■ **THE INPUT**:
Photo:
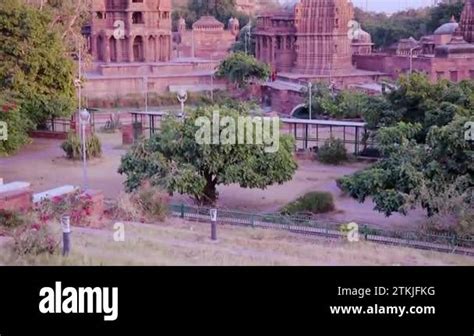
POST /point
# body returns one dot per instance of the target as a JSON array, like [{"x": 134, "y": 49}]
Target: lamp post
[
  {"x": 182, "y": 97},
  {"x": 145, "y": 88},
  {"x": 310, "y": 91},
  {"x": 85, "y": 118}
]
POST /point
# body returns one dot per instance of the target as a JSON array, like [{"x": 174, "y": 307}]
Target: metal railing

■ **SHORT PROBLEM**:
Print out every entry above without changing a word, and leave out the pictures.

■ **RESULT OF THIS TASK**:
Photo:
POST /point
# body returns one dot per instance of the target as a JSON array, like [{"x": 134, "y": 49}]
Target: lamp post
[
  {"x": 182, "y": 97},
  {"x": 145, "y": 88},
  {"x": 310, "y": 91},
  {"x": 85, "y": 118}
]
POST /point
# body returns one dot per instance of the target as a JSON array, like [{"x": 174, "y": 307}]
Target: metal railing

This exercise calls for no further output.